■ **Document segment**:
When pleasurable music is heard, dopamine is released in the striatum which is known to respond to naturally rewarding stimuli like food and sex and which is artificially targeted by drugs like cocaine and amphetamine. But what may be most interesting here is when this neurotransmitter is released: not only when the music rises to a peak emotional moment, but also several seconds before, during what we might call the anticipation phase.

The idea that reward is partly related to anticipation (or the prediction of a desired outcome) has a long history in neuroscience. Making good predictions about the outcome of one’s actions would seem to be essential in the context of survival, after all. And dopamine neurons, both in humans and other animals, play a role in recording which of our predictions turn out to be correct.

To dig deeper into how music engages the brain’s reward system, we designed a study to mimic online music purchasing. Our goal was to determine what goes on in the brain when someone hears a new piece of music and decides he likes it enough to buy it.

We used music-recommendation programs to customize the selections to our listeners’ preferences, which turned out to be indie and electronic music, matching Montreal’s hip music scene. And we found that neural activity within the striatum — the reward-related structure — was directly proportional to the amount of money people were willing to spend.

But more interesting still was the cross talk between this structure and the auditory cortex, which also increased for songs that were ultimately purchased compared with those that were not.

Why the auditory cortex? Some 50 years ago, Wilder Penfield, the famed neurosurgeon and the founder of the Montreal Neurological Institute, reported that when neurosurgical patients received electrical stimulation to the auditory cortex while they were awake, they would sometimes report hearing music. Dr. Penfield’s observations, along with those of many others, suggest that musical information is likely to be represented in these brain regions.

The auditory cortex is also active when we imagine a tune: think of the first four notes of Beethoven’s Fifth Symphony — your cortex is abuzz! This ability allows us not only to experience music even when it’s physically absent, but also to invent new compositions and to reimagine how a piece might sound with a different tempo or instrumentation.

We also know that these areas of the brain encode the abstract relationships between sounds — for instance, the particular sound pattern that makes a major chord major, regardless of the key or instrument. Other studies show distinctive neural responses from similar regions when there is an unexpected break in a repetitive pattern of sounds, or in a chord progression. This is akin to what happens if you hear someone play a wrong note — easily noticeable even in an unfamiliar piece of music.

■ **Exercise**:
Reproduce the passage on music and the brain word for word, everything from "Why the auditory" down to "these brain regions.". The records have nothing to do with this work.

■ **Dataset extract**:
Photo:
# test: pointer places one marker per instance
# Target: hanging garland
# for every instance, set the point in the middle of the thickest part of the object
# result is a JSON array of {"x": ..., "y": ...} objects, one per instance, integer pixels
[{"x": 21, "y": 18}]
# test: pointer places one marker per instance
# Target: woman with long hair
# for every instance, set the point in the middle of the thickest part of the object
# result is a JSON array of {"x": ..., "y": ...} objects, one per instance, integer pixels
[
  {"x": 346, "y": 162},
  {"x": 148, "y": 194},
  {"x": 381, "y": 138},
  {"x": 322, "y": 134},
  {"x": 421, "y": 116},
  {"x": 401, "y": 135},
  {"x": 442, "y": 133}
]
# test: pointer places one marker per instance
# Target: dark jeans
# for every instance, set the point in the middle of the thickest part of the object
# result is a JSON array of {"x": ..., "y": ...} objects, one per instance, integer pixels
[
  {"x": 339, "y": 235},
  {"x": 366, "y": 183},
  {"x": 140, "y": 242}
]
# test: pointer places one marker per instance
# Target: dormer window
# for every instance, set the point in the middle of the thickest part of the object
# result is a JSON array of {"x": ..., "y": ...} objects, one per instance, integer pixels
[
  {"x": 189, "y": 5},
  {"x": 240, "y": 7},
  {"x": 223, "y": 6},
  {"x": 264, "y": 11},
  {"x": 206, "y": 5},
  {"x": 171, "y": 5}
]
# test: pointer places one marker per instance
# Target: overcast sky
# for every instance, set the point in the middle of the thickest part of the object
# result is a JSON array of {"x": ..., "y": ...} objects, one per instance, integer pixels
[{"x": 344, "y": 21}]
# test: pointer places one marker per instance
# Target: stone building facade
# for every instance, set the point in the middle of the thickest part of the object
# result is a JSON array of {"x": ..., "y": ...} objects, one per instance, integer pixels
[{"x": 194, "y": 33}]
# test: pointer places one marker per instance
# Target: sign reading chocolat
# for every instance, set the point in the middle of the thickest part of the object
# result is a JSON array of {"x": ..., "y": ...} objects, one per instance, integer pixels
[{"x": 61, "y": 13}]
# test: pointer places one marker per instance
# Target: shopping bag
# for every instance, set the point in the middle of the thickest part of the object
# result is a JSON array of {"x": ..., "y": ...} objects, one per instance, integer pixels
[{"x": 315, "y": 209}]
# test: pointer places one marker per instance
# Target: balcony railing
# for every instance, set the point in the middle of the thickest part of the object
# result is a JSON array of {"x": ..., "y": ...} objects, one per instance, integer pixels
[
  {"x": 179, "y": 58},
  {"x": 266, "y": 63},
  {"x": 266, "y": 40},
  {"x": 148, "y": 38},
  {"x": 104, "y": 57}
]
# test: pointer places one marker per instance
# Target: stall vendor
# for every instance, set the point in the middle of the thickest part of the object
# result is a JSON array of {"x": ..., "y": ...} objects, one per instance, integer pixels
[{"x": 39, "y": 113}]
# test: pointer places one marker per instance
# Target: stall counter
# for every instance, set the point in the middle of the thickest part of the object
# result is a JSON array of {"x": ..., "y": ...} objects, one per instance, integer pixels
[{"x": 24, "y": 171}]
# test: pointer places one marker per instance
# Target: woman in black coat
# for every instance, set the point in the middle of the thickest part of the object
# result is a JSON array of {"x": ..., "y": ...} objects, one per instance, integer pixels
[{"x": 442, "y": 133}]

■ **Expected answer**:
Why the auditory cortex? Some 50 years ago, Wilder Penfield, the famed neurosurgeon and the founder of the Montreal Neurological Institute, reported that when neurosurgical patients received electrical stimulation to the auditory cortex while they were awake, they would sometimes report hearing music. Dr. Penfield’s observations, along with those of many others, suggest that musical information is likely to be represented in these brain regions.